▶ **Study text**:
━━━━

The Post gives over a second article to the implications—and uncertainties—of the Sterling contamination. Can inhalation anthrax be contracted by handling a piece of mail that has come in contact with a tainted letter?  Or are multiple letters circulating in the system, spreading the disease?  Either way, “both possibilities raise the question of whether the U.S. mail stream as a whole at some point might need to be deemed potentially deadly.”

The anti-terrorism legislation, which passed the senate 98-1, gives the government new authorities, like eavesdropping electronically, detaining immigrants without charges, and investigating money-laundering banks. The lone dissenter, Democrat Russ Feingold, argued that the legislation simply went too far. To address similar concerns of other senators, the bill imposes some limits on the government’s new powers: It does not allow foreign wiretaps that would be illegal in the U.S., nor can authorities detain immigrants indefinitely.

━━━━

▶ **Data extracts**:
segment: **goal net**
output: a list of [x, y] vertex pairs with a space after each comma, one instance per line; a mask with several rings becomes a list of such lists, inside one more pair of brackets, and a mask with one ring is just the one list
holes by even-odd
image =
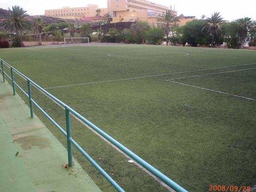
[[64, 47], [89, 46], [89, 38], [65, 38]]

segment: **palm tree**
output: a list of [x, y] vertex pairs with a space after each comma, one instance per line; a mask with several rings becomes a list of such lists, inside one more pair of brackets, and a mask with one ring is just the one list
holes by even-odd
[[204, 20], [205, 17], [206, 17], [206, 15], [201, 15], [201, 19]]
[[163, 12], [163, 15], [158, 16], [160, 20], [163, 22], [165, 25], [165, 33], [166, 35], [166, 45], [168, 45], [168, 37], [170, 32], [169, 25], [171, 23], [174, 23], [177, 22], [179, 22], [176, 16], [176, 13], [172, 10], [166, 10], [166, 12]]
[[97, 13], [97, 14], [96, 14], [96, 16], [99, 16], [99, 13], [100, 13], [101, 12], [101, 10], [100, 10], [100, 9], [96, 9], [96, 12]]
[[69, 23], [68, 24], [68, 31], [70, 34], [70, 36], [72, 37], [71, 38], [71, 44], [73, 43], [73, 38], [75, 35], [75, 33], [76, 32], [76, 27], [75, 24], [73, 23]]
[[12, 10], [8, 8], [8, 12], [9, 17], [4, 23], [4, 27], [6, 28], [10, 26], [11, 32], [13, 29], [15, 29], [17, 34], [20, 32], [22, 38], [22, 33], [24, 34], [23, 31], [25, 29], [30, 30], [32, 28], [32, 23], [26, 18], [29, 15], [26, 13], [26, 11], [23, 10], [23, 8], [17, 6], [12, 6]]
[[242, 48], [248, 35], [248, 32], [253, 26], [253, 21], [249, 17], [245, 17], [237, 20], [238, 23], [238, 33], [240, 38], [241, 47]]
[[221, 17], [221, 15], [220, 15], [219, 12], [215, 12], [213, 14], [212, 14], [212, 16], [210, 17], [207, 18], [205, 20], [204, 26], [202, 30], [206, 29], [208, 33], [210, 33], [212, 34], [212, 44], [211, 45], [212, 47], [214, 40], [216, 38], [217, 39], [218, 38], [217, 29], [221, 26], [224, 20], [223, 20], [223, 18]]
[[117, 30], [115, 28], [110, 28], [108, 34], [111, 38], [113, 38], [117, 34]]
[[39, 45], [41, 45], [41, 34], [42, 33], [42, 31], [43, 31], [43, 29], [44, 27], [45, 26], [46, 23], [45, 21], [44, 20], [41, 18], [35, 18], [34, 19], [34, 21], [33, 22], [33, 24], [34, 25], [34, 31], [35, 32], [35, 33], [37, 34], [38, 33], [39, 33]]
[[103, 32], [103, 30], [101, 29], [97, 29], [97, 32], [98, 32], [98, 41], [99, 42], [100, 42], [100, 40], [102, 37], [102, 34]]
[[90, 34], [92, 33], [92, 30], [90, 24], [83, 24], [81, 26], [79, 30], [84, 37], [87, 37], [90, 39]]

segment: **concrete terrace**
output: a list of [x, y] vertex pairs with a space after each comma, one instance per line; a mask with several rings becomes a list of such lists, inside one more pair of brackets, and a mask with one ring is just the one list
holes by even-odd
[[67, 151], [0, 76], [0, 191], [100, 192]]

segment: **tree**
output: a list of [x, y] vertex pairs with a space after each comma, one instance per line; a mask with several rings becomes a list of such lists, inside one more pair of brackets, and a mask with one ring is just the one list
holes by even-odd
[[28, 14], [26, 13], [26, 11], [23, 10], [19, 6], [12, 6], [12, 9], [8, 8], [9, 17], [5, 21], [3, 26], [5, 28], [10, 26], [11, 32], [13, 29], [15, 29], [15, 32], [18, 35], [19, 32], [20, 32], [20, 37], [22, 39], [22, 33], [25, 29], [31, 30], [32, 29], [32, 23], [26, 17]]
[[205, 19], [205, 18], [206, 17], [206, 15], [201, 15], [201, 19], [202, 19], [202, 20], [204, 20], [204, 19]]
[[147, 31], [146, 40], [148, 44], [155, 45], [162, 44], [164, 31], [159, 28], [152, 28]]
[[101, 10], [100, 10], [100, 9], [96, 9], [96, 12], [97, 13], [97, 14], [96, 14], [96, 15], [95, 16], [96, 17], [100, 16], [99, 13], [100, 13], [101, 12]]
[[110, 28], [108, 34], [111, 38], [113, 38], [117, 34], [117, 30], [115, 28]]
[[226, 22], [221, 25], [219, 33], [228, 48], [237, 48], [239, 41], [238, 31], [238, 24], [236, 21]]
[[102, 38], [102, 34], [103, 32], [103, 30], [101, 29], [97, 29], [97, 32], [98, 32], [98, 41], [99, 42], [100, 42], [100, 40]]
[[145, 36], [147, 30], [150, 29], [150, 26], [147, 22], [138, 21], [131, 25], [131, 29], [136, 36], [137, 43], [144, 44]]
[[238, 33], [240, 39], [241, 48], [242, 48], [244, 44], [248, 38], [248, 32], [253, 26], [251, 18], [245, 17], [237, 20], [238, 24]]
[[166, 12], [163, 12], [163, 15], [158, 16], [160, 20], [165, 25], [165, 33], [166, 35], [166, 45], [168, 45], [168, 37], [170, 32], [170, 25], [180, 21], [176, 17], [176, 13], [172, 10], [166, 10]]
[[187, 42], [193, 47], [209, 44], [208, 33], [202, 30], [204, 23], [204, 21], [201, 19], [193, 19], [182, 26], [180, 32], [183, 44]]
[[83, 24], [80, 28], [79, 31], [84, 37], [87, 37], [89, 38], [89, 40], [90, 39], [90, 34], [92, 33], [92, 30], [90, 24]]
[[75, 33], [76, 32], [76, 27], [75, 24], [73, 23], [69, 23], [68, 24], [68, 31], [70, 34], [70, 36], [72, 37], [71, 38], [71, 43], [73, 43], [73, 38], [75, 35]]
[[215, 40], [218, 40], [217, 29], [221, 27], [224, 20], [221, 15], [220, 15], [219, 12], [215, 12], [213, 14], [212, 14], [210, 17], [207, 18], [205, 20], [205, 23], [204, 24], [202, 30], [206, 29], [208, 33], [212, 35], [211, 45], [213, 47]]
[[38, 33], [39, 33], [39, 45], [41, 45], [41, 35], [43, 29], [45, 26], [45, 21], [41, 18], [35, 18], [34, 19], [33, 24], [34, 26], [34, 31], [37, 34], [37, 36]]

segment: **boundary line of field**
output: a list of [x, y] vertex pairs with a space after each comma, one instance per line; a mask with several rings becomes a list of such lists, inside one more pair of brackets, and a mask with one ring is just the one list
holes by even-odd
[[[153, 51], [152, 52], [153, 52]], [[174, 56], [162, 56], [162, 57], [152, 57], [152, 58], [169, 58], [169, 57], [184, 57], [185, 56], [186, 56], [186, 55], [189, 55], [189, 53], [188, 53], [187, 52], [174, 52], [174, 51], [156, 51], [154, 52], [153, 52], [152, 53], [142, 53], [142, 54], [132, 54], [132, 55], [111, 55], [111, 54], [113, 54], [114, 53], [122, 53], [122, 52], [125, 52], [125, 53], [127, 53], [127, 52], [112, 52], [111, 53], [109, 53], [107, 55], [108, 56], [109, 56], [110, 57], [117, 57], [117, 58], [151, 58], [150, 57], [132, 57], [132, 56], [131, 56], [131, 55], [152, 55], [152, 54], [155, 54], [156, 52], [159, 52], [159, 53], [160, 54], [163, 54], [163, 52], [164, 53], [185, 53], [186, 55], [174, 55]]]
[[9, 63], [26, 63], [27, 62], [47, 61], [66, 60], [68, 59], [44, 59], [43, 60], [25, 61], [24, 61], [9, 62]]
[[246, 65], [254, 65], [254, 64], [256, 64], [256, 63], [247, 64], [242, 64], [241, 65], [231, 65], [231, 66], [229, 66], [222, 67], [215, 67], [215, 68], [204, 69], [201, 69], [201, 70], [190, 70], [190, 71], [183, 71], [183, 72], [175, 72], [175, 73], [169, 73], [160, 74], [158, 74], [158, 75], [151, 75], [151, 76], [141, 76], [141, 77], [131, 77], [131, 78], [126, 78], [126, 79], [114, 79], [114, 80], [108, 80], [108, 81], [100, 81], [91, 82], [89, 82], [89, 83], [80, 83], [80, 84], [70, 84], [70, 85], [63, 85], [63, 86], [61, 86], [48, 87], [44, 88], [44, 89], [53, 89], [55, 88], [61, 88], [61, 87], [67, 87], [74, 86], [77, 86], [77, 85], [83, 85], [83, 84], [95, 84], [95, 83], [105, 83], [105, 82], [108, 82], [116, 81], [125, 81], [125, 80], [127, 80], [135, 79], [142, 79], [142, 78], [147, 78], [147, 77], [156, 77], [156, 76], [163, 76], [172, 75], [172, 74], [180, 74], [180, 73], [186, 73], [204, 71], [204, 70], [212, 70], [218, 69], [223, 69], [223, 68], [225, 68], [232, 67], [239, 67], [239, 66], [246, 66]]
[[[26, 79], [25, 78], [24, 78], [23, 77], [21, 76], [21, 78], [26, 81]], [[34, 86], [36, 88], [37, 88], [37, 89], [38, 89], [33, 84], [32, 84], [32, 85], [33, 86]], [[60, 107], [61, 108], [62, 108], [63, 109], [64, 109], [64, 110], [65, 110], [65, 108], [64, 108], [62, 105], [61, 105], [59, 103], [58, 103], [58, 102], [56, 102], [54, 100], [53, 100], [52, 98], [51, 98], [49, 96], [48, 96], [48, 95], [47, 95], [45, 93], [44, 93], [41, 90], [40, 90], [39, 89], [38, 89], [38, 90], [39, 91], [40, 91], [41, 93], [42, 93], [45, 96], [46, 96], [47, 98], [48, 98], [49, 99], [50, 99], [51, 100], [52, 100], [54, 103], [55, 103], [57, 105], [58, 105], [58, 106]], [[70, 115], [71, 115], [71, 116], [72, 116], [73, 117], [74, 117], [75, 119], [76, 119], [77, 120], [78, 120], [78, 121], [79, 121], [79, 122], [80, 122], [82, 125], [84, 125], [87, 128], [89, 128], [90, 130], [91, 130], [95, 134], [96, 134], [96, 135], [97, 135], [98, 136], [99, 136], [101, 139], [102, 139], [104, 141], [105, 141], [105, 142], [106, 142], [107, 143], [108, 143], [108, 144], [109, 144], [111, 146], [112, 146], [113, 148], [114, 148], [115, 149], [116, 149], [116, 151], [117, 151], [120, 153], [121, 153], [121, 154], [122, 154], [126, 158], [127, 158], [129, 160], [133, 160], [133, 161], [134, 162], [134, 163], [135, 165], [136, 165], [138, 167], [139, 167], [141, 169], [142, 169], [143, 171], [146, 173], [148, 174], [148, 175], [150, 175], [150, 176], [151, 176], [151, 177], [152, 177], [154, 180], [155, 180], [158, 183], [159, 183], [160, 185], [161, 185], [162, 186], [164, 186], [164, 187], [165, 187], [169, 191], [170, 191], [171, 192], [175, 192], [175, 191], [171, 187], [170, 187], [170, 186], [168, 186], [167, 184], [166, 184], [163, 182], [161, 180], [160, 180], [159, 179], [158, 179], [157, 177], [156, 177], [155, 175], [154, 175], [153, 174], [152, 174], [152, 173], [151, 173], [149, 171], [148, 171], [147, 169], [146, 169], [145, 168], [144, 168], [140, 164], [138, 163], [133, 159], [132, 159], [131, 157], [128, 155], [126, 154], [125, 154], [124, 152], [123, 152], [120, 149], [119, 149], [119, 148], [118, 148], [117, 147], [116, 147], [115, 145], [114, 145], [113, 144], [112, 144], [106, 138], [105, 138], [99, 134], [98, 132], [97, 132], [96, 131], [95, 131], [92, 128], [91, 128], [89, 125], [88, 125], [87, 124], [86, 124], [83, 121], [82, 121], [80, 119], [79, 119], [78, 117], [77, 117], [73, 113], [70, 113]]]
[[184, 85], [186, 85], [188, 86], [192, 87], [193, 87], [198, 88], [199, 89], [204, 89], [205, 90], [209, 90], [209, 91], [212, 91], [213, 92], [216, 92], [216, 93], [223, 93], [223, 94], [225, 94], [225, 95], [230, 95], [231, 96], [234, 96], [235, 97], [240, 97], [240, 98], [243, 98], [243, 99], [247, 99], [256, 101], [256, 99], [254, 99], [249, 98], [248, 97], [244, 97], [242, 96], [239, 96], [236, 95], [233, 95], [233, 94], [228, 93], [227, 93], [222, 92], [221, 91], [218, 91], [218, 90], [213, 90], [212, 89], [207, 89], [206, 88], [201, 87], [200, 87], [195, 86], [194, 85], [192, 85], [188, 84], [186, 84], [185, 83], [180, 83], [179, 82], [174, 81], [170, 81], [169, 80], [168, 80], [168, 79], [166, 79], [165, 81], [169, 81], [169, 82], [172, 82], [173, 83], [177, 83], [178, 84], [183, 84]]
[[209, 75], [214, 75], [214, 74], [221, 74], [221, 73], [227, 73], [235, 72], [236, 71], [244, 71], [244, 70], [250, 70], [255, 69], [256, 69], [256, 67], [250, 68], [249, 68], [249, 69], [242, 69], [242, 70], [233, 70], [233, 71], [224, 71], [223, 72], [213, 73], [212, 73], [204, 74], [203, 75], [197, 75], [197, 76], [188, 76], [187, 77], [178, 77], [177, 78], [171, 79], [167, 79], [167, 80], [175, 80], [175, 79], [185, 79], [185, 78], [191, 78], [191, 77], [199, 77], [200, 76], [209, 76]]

━━━━

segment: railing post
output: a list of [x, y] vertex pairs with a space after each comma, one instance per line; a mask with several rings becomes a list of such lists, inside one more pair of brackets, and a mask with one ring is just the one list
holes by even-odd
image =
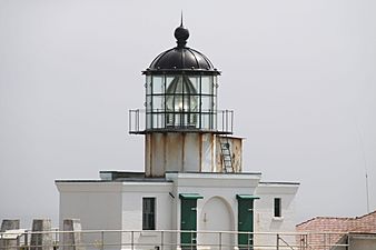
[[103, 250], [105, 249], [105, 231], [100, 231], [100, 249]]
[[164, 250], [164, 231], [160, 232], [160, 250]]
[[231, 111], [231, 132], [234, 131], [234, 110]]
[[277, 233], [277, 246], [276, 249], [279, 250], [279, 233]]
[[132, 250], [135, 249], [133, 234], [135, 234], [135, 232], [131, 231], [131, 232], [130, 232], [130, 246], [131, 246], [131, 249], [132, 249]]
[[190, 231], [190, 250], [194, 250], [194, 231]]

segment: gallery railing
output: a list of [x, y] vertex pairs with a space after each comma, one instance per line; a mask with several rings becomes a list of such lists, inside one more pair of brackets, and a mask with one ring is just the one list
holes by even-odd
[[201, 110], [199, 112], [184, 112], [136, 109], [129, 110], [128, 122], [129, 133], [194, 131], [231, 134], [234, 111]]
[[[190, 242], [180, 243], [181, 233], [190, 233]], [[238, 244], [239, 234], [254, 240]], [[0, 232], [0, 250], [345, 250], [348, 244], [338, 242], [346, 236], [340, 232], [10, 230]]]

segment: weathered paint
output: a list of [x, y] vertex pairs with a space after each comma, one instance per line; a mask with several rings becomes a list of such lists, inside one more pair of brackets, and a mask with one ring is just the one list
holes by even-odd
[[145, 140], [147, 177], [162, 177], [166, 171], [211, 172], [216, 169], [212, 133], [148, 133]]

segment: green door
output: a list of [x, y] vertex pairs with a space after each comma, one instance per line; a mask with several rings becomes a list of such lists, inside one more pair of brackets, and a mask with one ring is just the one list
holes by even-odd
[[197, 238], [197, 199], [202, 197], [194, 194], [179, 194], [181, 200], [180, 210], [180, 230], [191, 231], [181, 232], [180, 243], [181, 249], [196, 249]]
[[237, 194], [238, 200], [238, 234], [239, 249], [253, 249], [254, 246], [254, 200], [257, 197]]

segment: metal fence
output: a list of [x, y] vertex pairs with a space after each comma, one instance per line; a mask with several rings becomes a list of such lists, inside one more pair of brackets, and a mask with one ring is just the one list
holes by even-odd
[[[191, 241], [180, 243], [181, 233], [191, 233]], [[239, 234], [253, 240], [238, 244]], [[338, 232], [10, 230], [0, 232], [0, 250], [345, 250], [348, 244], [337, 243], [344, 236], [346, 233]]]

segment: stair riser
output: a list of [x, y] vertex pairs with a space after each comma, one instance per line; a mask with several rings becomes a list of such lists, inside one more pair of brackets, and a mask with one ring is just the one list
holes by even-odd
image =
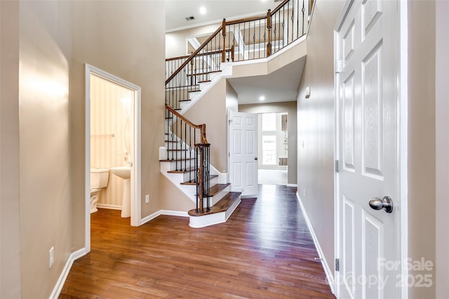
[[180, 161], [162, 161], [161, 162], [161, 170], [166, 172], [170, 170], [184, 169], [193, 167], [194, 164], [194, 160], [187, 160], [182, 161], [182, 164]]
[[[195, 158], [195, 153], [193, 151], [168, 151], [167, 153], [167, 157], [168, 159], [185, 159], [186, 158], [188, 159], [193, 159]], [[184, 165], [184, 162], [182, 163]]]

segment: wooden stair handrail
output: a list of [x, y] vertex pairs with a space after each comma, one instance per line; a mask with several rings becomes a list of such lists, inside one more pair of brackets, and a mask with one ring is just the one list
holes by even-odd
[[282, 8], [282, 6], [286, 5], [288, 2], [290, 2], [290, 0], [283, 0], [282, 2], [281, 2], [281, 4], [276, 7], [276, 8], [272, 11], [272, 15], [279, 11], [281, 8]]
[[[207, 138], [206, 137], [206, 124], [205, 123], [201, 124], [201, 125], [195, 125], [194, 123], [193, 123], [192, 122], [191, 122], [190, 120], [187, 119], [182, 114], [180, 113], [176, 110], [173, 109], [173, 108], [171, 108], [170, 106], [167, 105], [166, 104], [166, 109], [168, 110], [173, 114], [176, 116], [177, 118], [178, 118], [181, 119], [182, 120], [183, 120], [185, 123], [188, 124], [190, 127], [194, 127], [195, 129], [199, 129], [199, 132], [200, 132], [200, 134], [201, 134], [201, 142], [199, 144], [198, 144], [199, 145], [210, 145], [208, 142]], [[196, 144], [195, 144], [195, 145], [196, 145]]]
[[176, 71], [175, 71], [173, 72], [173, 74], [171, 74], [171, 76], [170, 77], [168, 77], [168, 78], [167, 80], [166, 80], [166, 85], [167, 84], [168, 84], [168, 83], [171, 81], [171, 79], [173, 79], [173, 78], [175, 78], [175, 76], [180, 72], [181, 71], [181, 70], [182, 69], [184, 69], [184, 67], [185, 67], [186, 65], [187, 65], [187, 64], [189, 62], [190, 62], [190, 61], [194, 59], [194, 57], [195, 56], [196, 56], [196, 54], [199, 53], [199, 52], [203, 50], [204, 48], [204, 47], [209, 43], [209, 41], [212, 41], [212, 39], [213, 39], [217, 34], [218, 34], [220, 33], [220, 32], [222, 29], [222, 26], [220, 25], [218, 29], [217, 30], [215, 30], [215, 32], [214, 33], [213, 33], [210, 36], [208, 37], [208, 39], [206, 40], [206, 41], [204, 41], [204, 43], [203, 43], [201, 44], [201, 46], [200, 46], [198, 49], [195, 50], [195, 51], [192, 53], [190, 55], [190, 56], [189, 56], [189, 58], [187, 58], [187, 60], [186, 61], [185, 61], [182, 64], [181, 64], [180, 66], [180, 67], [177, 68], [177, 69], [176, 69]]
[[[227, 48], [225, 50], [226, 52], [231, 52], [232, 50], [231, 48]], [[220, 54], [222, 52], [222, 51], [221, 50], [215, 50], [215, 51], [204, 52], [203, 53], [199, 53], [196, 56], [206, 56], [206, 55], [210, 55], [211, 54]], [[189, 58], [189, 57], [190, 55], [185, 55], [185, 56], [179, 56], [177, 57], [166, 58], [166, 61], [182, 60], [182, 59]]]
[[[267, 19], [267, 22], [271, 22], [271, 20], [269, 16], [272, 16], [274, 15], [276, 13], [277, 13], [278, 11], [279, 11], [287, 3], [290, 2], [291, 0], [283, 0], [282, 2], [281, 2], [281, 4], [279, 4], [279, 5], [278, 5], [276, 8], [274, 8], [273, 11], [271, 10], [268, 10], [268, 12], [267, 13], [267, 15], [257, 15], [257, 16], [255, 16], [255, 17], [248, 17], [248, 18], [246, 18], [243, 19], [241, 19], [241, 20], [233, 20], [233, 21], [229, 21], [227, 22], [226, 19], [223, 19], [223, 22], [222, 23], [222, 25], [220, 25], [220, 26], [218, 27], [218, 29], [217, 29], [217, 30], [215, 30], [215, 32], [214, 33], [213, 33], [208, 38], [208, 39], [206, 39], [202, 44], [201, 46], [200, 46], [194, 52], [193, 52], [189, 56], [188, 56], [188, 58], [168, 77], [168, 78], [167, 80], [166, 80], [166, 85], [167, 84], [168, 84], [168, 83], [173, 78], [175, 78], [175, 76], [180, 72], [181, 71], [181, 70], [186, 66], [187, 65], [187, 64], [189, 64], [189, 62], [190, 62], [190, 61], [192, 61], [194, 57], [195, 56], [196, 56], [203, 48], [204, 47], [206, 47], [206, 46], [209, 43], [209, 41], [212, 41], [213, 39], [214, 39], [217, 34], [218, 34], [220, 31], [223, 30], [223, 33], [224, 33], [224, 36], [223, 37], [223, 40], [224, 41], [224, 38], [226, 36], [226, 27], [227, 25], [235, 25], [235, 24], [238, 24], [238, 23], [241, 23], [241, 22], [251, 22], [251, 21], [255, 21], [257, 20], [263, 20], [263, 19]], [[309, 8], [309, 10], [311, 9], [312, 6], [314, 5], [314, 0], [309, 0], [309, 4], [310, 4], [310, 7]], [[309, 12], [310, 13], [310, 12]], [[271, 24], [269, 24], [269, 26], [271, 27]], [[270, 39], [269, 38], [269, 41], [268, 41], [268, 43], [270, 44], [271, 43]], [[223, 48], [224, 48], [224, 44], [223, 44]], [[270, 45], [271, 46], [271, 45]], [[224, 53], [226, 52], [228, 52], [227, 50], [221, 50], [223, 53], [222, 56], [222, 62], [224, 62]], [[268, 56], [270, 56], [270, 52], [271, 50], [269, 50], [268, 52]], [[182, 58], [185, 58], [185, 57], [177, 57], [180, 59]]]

━━━━

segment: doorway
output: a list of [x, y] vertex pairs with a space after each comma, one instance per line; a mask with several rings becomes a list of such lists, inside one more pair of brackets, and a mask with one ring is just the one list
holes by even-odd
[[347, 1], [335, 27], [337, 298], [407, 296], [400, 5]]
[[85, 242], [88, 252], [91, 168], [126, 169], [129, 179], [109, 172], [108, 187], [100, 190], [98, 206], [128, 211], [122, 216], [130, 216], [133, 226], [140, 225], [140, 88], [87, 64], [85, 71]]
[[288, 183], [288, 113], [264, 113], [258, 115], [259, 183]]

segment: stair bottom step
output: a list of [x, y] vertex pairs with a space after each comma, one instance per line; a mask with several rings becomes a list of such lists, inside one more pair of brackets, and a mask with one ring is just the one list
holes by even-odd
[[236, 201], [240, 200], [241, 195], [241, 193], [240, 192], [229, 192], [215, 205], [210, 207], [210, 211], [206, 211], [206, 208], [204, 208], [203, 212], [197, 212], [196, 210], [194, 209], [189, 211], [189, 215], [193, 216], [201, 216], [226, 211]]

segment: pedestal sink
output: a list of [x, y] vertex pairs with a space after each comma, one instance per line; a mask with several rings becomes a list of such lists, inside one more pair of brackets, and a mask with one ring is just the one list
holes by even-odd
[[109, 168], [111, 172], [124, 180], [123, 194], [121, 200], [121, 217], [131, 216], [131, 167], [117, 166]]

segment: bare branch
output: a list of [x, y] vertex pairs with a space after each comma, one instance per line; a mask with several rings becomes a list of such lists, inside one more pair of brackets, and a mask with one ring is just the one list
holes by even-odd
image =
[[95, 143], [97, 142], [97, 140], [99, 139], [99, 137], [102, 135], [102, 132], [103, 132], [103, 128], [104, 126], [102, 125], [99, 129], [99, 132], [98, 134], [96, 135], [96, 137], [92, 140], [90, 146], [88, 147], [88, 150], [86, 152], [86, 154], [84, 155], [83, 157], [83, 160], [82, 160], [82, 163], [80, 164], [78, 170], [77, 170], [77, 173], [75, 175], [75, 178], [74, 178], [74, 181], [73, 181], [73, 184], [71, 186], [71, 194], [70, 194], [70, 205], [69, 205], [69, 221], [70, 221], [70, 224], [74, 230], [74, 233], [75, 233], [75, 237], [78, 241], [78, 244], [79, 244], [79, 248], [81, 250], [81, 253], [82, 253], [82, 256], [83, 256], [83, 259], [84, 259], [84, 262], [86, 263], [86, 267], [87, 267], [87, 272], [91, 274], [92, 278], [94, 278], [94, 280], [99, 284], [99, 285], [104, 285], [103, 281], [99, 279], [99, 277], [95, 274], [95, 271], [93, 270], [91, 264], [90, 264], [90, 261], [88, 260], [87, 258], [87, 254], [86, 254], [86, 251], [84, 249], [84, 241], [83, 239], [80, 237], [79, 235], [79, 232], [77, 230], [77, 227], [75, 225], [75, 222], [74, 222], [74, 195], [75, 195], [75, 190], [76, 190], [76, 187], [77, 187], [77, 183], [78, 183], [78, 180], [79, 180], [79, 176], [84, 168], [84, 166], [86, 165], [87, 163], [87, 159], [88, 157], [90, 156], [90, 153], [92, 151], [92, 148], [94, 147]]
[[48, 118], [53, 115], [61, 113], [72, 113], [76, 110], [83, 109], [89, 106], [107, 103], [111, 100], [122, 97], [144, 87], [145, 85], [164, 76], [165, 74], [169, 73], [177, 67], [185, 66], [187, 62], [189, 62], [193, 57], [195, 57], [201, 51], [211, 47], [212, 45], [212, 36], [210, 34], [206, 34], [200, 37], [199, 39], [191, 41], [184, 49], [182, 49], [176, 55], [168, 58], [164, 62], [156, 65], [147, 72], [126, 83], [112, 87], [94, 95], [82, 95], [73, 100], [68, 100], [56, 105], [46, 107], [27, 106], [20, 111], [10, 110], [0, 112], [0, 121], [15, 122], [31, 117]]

━━━━

▶ **Assigned task**:
From the news summary above, transcribe the passage that opens with the words containing "The anti-terrorism legislation, which" and closes with "detain immigrants indefinitely.".

▶ **Solution to this task**:
The anti-terrorism legislation, which passed the senate 98-1, gives the government new authorities, like eavesdropping electronically, detaining immigrants without charges, and investigating money-laundering banks. The lone dissenter, Democrat Russ Feingold, argued that the legislation simply went too far. To address similar concerns of other senators, the bill imposes some limits on the government’s new powers: It does not allow foreign wiretaps that would be illegal in the U.S., nor can authorities detain immigrants indefinitely.